__Excerpted data__.
┌──

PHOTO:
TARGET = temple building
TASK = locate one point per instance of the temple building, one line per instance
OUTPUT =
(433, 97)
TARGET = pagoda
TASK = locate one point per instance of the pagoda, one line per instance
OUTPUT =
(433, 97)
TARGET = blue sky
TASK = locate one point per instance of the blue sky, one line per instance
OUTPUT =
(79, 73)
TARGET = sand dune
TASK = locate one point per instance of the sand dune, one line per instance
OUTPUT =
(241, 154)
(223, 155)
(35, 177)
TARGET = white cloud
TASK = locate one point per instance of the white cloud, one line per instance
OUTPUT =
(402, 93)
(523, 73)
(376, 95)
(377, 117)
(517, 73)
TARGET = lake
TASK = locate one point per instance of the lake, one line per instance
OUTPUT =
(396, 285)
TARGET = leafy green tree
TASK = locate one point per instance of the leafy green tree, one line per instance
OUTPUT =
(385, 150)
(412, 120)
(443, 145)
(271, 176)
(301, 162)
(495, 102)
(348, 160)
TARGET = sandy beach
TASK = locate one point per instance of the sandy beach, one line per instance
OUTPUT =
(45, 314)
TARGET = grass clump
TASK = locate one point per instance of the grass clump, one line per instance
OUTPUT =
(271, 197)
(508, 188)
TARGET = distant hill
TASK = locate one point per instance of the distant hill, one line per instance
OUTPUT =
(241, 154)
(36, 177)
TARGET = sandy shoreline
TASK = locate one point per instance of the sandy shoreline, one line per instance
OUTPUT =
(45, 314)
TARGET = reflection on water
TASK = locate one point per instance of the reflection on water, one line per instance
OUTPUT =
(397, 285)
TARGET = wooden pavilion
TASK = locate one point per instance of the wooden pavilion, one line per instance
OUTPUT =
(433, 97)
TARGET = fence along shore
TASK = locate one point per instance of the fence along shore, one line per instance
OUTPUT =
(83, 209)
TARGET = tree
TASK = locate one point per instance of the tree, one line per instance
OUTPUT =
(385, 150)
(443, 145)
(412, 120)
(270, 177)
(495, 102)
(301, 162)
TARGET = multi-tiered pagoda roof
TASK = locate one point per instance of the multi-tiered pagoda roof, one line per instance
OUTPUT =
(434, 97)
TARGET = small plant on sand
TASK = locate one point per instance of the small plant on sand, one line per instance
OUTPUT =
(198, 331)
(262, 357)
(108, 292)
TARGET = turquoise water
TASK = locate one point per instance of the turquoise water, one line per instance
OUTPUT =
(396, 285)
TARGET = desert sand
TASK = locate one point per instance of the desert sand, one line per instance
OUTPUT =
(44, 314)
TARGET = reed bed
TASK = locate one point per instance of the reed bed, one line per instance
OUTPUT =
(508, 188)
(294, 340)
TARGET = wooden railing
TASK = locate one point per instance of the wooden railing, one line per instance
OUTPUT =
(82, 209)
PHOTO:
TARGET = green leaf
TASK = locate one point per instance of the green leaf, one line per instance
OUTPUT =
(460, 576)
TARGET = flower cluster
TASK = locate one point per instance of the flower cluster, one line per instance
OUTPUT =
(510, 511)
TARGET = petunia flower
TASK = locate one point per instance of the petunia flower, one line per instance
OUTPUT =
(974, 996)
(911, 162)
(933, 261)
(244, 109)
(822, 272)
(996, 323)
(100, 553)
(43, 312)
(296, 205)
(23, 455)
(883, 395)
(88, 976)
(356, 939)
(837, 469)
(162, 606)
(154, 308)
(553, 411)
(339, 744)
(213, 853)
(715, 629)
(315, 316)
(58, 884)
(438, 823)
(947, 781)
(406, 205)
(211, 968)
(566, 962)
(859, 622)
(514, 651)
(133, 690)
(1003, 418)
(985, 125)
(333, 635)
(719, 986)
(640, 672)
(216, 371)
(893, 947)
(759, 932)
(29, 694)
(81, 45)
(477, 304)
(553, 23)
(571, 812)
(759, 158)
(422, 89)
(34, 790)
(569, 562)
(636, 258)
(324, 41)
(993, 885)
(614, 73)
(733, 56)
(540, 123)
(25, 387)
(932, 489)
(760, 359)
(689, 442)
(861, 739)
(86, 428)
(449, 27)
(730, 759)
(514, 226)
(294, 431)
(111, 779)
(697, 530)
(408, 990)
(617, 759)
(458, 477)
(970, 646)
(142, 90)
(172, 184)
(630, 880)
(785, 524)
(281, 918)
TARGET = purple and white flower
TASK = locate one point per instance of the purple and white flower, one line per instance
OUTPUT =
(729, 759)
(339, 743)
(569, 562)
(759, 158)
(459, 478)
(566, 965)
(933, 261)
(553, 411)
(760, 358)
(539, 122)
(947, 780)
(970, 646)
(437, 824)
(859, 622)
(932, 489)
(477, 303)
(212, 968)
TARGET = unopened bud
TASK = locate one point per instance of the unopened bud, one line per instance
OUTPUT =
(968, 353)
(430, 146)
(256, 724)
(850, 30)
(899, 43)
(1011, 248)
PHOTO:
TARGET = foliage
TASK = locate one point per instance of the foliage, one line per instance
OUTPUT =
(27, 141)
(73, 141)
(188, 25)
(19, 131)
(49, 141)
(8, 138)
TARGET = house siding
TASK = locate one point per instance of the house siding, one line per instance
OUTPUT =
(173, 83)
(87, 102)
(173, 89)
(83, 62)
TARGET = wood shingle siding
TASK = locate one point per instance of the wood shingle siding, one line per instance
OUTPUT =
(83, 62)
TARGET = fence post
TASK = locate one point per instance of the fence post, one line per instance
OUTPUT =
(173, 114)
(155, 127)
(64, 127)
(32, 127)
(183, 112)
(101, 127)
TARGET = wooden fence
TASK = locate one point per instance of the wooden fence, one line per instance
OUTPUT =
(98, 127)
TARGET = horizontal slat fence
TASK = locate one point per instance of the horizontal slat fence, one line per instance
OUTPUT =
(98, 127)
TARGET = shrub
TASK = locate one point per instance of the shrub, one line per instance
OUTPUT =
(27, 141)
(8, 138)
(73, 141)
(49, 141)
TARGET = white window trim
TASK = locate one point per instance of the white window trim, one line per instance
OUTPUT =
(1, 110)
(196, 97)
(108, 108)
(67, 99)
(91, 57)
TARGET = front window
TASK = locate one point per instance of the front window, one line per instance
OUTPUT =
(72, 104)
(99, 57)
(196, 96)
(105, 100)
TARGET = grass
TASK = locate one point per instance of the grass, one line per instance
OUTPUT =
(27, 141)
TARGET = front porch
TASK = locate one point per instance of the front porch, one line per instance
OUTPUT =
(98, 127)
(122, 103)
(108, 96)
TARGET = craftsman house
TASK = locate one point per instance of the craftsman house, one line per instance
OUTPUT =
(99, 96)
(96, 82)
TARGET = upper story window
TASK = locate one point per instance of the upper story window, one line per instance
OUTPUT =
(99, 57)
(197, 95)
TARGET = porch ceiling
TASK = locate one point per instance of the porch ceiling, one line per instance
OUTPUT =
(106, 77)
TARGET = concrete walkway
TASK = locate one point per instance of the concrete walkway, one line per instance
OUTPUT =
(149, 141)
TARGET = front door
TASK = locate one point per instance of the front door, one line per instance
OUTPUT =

└──

__Objective__.
Type out all of the material again, word for word.

__Written solution__.
PHOTO:
TARGET = temple building
TASK = locate one point per instance of the temple building, one line per instance
OUTPUT =
(433, 97)
TARGET = pagoda
TASK = locate one point per instance of the pagoda, one line per instance
OUTPUT =
(433, 97)
TARGET = blue sky
TASK = locate one point per instance of the blue sky, one line per instance
OUTPUT =
(79, 73)
TARGET = sand dune
TASK = locate one point per instance of the sand dune, one line per instance
OUTPUT =
(241, 154)
(223, 155)
(35, 177)
TARGET = white cloud
TASK = locate one point per instance of the white cloud, one line per instance
OUTPUT =
(402, 93)
(523, 73)
(376, 95)
(377, 117)
(517, 73)
TARGET = lake
TASK = locate one point per instance of the lake, one line per instance
OUTPUT =
(396, 285)
TARGET = leafy green tree
TASK = locate one point per instance of the leafy green tree, one line per instance
OUTPUT =
(385, 150)
(412, 120)
(443, 145)
(271, 176)
(301, 162)
(495, 102)
(348, 160)
TARGET = sandy beach
TASK = locate one point per instance of the sandy beach, one line per instance
OUTPUT =
(45, 314)
TARGET = grass clump
TASK = locate one point per instance of the grass clump, one line per instance
OUTPUT =
(271, 197)
(508, 188)
TARGET = distant hill
TASK = locate one point per instance of the distant hill, one line per instance
OUTPUT =
(241, 154)
(36, 177)
TARGET = sandy shoreline
TASK = locate one point per instance of the sandy shoreline, one line per instance
OUTPUT =
(45, 314)
TARGET = reflection on water
TASK = locate one point per instance of the reflection on water, one line per instance
OUTPUT =
(397, 285)
TARGET = wooden pavilion
TASK = locate one point per instance of the wooden pavilion, one line per instance
OUTPUT =
(433, 97)
TARGET = fence along shore
TASK = locate one point per instance of the fence along shore, one line per instance
OUTPUT =
(83, 209)
TARGET = tree
TASK = locate one point per instance of the tree, one line per instance
OUTPUT =
(385, 150)
(443, 145)
(412, 120)
(270, 177)
(495, 102)
(301, 162)
TARGET = multi-tiered pagoda roof
TASK = locate one point per instance of the multi-tiered pagoda roof, one line per instance
OUTPUT =
(434, 97)
TARGET = small plant on sand
TASK = locate one point per instance of the small plant on sand, one line per instance
OUTPUT =
(198, 331)
(262, 357)
(108, 292)
TARGET = turquoise water
TASK = locate one point per instance of the turquoise water, one line per instance
OUTPUT =
(396, 285)
TARGET = desert sand
TASK = locate one point per instance of the desert sand, one line per instance
OUTPUT =
(44, 314)
TARGET = reed bed
TASK = locate one point per instance of the reed bed, one line per instance
OUTPUT =
(508, 188)
(294, 340)
TARGET = wooden railing
TASK = locate one point per instance of the wooden railing, one line per instance
OUTPUT =
(82, 209)
PHOTO:
TARGET = green leaf
TASK = locate one point per instance of the green leaf, one line per instance
OUTPUT =
(460, 576)
TARGET = flower cluster
TASK = locate one point per instance of the flower cluster, one line per instance
OUTPUT =
(510, 511)
TARGET = petunia flower
TASK = locate one point per instance of the petunia flower, one line per instance
OUTPUT =
(974, 996)
(911, 162)
(933, 261)
(244, 109)
(822, 272)
(996, 323)
(100, 553)
(43, 312)
(296, 205)
(23, 455)
(883, 395)
(88, 976)
(356, 939)
(837, 469)
(162, 606)
(154, 308)
(553, 411)
(339, 744)
(213, 853)
(715, 629)
(315, 316)
(58, 884)
(438, 823)
(947, 781)
(406, 205)
(211, 968)
(566, 962)
(859, 622)
(514, 651)
(133, 690)
(1003, 418)
(985, 125)
(333, 635)
(719, 986)
(640, 672)
(216, 371)
(893, 947)
(759, 932)
(29, 694)
(81, 45)
(477, 304)
(553, 23)
(571, 812)
(759, 158)
(422, 89)
(34, 790)
(569, 562)
(636, 258)
(324, 41)
(993, 885)
(614, 73)
(733, 56)
(540, 123)
(25, 387)
(932, 489)
(760, 359)
(689, 442)
(861, 739)
(86, 428)
(449, 27)
(730, 759)
(514, 226)
(294, 431)
(111, 779)
(697, 530)
(408, 990)
(617, 759)
(458, 477)
(970, 646)
(142, 90)
(172, 184)
(630, 880)
(785, 524)
(281, 918)
TARGET = purple and white flower
TASK = locate one point per instance of the purple and white flower, one line per instance
OUTPUT =
(729, 759)
(339, 743)
(569, 562)
(759, 158)
(459, 478)
(566, 965)
(933, 261)
(553, 411)
(760, 358)
(539, 122)
(947, 780)
(970, 646)
(437, 824)
(859, 622)
(932, 489)
(477, 303)
(212, 968)
TARGET = unopened bud
TASK = locate one point per instance of the unopened bud, one line per instance
OUTPUT =
(968, 353)
(430, 146)
(256, 724)
(850, 30)
(899, 43)
(1011, 248)
PHOTO:
TARGET = foliage
TASK = locate one point per instance of the foliage, one line per instance
OUTPUT =
(27, 141)
(73, 141)
(188, 25)
(19, 131)
(49, 141)
(8, 138)
TARGET = house siding
TASK = locate one point per instance of the house siding, one line per instance
OUTPUT =
(173, 83)
(87, 102)
(173, 89)
(83, 62)
TARGET = wood shingle siding
TASK = locate one point per instance of the wood shingle siding, one line per instance
OUTPUT =
(83, 62)
TARGET = fence post
TASK = locate one point per instance of the fence post, one line per instance
OUTPUT =
(173, 114)
(155, 127)
(64, 127)
(32, 127)
(183, 112)
(101, 127)
TARGET = wooden fence
TASK = locate one point per instance of the wooden fence, one line per instance
OUTPUT =
(98, 127)
TARGET = horizontal slat fence
TASK = locate one point per instance of the horizontal slat fence, one line per instance
OUTPUT =
(98, 127)
TARGET = shrub
TASK = locate one point per instance of the shrub, one line per instance
OUTPUT =
(27, 141)
(8, 138)
(73, 141)
(49, 141)
TARGET = white window trim
TASK = locate one point per instance of the white window trim, one line per instance
OUTPUT =
(1, 110)
(196, 97)
(108, 108)
(67, 99)
(91, 57)
TARGET = front window
TASK = locate one point per instance of the front window, one line per instance
OUTPUT =
(72, 104)
(99, 57)
(196, 96)
(105, 100)
TARGET = grass
TASK = locate one point per instance of the grass, one line per instance
OUTPUT =
(27, 141)
TARGET = front porch
TASK = locate one point per instance of the front porch, one line per instance
OUTPUT =
(98, 127)
(122, 103)
(108, 96)
TARGET = craftsman house
TASK = locate one point per instance of the craftsman house, one line per instance
OUTPUT =
(99, 96)
(96, 82)
TARGET = upper story window
TASK = locate one point per instance of the upper story window, one line per instance
OUTPUT =
(99, 57)
(197, 95)
TARGET = porch ceiling
TASK = locate one point per instance of the porch ceiling, one line per instance
OUTPUT =
(106, 77)
TARGET = concrete walkway
TASK = locate one point per instance of the concrete walkway, one line per instance
OUTPUT =
(149, 141)
TARGET = front door
TASK = locate one point per instance of the front door, one line per instance
OUTPUT =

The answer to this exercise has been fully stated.